▶ SELECTED EXCERPT
It's every athlete's nightmare: training extremely hard, being at your peak, and then getting injured and putting months of effort to waste, realizing that you were overdoing it. This is absolutely brutal if you're a fighter preparing for your shot at the title, yes—but every normal person also has their version of it, where an injury can throw a wrench in their plans to lose some weight, etc.
As a former athlete with a uniquely deep connection to his own body, Rickson Gracie has some advice for you to juggle the ideal and the not-so-ideal days, and keep your training flowing nicely. Here's what he told our team in a recent interview.
"When you're in a high-performance level, you should be concerned, even when you wake up, about your resting pulse, because that's gonna make a difference for your day's training. At the time I was competing, if I wake up with 54 heartbeats a minute, I was ready to go do anything I wanted from the day, doing sand dunes, hard training, couple of hours of training—whatever—and I feel like I would recover fast. If I wake up with 60, 62 heartbeats a minute, it seems like my body doesn't have the rest, or the time to recover it's supposed to have. So, on that day, I'm not gonna expose myself to overtraining. I will be practicing and allow myself just to cope with the movements and sweat a little bit, and plan myself some heavier training the next day.
"So, if you're not a high-performance athlete, you should have a moderate [?] exercise, you know? Go for a little run, or a little bike ride... Do training, but don't overdo it. And just keep the thing at a kind of medium level, for you to have the activity and bring the beneficial aspects of the activity, without the risk of overtraining. Because with the high-performance practice, you also have to have supplements, you have to have, like, recovery protocols, like massages and some kind of support from physicians, because anything can jeopardize a month or a year of training. If you overdo it, you can rip a ligament, you can become self-destructing, based on the emotion in your mind—'I wanna train hard.' And a lot of people pay for that, because they just allow themselves to follow their mind and not cope with the body, the protocols to protect, to keep the growing process. So everything has to be balanced. If you go for a medium, average practice, you just don't do too much. And if you wanna do too much, make sure you have support—medical, nutritional and physical support to be able to handle the pressure of high-performance training."

▶ PROBLEMS TO WORK ON
A. In the Rickson Gracie interview, what morning resting pulse told him he was ready for any training during his competing years?
B. Please repeat the stretch of the Rickson Gracie interview from "It's every athlete's" through "some weight, etc.".

▶ GIVEN RECORDS
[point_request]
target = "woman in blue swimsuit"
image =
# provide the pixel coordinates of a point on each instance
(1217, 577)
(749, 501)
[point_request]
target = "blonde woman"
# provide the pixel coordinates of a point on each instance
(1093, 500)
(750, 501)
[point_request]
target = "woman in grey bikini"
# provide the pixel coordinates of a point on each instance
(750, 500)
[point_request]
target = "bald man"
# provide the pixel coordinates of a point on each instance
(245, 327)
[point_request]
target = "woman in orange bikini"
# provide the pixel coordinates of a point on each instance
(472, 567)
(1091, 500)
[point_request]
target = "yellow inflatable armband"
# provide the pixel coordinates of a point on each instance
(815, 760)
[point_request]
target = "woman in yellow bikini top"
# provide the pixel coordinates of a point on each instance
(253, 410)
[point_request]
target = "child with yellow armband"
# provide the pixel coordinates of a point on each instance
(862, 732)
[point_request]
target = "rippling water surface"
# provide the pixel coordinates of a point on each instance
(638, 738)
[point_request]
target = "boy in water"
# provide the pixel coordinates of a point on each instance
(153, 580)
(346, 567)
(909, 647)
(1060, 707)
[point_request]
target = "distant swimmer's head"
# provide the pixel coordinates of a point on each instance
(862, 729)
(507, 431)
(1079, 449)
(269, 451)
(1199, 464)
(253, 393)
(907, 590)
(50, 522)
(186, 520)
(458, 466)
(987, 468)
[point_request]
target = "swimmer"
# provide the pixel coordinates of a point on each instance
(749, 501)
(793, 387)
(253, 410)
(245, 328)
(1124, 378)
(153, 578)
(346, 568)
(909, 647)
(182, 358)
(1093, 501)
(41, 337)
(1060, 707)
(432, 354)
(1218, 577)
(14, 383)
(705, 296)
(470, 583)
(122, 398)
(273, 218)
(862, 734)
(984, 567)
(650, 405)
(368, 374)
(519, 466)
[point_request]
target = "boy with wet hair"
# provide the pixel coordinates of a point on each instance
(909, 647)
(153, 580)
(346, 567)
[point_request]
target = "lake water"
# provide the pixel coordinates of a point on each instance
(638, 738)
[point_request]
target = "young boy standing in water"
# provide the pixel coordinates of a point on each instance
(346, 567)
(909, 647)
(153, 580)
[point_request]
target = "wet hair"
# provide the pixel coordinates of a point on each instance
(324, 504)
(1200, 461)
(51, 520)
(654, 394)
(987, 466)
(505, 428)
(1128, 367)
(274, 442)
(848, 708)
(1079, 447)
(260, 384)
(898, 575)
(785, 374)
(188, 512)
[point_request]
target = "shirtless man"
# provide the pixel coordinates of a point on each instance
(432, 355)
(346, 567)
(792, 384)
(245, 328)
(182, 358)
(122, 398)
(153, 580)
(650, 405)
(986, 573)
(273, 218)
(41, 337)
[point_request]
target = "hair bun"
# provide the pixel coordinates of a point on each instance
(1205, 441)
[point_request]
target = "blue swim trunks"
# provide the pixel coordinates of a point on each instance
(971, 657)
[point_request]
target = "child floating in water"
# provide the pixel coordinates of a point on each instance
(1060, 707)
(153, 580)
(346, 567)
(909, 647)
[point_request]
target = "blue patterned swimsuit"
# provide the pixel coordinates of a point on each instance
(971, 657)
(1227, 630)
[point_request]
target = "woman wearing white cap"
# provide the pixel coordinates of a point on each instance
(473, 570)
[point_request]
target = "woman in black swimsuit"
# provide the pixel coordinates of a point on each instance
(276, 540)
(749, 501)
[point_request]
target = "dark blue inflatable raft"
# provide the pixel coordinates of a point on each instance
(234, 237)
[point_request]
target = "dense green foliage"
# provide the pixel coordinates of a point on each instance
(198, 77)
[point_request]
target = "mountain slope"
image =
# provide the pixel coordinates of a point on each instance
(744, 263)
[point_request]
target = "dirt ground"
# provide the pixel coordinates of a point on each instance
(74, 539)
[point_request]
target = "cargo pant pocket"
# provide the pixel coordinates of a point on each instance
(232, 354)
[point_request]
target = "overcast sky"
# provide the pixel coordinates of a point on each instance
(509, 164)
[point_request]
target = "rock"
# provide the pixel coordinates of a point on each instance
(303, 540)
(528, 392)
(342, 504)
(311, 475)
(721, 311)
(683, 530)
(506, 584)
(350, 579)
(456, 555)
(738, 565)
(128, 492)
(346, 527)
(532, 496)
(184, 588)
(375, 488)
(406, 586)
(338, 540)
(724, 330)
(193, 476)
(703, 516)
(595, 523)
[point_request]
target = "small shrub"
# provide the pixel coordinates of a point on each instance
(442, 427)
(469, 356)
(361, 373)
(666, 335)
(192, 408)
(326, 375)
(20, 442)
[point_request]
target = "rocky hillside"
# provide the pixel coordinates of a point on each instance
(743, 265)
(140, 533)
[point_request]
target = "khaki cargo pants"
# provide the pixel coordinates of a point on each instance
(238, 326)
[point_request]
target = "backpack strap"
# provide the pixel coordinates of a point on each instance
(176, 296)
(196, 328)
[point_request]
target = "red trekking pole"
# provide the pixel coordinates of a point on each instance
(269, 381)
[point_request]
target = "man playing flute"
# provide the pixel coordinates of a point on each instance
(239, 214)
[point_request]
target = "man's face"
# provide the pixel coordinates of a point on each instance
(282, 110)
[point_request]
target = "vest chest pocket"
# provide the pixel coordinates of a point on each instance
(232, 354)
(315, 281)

▶ RESULTS FOR EACH TASK
A. 54 heartbeats a minute.

B.
It's every athlete's nightmare: training extremely hard, being at your peak, and then getting injured and putting months of effort to waste, realizing that you were overdoing it. This is absolutely brutal if you're a fighter preparing for your shot at the title, yes—but every normal person also has their version of it, where an injury can throw a wrench in their plans to lose some weight, etc.